__WHAT IS NEEDED__:
Look for "green" in every line of the listing. Copy the lines that have it.

─── RECORDS SHOWN

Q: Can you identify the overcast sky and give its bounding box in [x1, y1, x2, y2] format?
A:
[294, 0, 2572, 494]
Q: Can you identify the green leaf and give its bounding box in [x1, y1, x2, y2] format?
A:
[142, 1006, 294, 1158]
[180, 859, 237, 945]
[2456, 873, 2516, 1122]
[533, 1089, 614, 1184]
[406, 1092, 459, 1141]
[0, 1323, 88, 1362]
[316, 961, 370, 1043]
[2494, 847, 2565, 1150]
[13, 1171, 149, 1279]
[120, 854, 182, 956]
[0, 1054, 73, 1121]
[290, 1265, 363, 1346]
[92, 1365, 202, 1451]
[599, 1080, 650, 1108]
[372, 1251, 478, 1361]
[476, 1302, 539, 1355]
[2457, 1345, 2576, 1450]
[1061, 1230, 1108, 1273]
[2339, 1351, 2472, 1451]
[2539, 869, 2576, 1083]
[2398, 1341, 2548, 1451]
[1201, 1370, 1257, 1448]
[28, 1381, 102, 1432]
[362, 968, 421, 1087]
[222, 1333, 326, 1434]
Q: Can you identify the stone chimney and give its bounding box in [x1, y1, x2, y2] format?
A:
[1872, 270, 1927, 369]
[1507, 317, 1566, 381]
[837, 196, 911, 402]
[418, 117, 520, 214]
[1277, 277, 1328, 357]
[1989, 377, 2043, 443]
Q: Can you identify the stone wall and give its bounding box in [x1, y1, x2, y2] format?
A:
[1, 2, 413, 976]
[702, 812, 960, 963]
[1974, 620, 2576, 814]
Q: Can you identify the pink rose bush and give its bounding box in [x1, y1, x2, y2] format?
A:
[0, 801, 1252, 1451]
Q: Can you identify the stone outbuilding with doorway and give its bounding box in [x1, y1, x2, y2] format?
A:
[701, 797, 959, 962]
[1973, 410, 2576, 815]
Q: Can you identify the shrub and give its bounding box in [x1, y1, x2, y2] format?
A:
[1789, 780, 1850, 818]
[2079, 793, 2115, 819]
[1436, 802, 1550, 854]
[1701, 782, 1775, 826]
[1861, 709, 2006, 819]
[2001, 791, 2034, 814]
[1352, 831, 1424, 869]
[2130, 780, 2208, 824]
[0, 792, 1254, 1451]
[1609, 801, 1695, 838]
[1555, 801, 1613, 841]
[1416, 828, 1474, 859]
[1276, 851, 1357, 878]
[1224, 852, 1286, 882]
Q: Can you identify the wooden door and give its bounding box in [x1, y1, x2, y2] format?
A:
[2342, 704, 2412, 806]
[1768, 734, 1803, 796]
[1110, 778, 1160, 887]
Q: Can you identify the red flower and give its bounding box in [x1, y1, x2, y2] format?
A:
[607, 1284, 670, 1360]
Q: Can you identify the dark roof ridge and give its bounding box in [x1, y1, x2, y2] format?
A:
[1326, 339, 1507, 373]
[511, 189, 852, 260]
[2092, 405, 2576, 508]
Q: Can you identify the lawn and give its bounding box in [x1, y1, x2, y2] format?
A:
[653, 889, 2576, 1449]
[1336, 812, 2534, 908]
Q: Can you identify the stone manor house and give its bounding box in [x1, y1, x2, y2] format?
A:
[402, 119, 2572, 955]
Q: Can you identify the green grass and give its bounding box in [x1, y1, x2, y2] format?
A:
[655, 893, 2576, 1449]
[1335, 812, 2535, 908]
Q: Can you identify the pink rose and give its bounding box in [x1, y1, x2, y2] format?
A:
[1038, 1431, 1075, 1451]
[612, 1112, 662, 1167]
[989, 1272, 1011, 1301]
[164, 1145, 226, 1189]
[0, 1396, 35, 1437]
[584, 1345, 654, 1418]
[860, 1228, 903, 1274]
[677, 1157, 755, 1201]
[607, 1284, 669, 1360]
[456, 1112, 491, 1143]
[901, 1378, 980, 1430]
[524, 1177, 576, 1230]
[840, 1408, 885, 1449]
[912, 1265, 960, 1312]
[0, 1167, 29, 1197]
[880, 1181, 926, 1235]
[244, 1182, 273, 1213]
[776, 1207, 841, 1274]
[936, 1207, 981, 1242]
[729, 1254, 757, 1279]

──────

__ANSWER SECTION__:
Q: Can you identify the green leaf and give its bounding box in [x1, y1, x2, y2] format?
Q: Can you identify the green grass and give its bounding box in [x1, y1, x2, y2] format?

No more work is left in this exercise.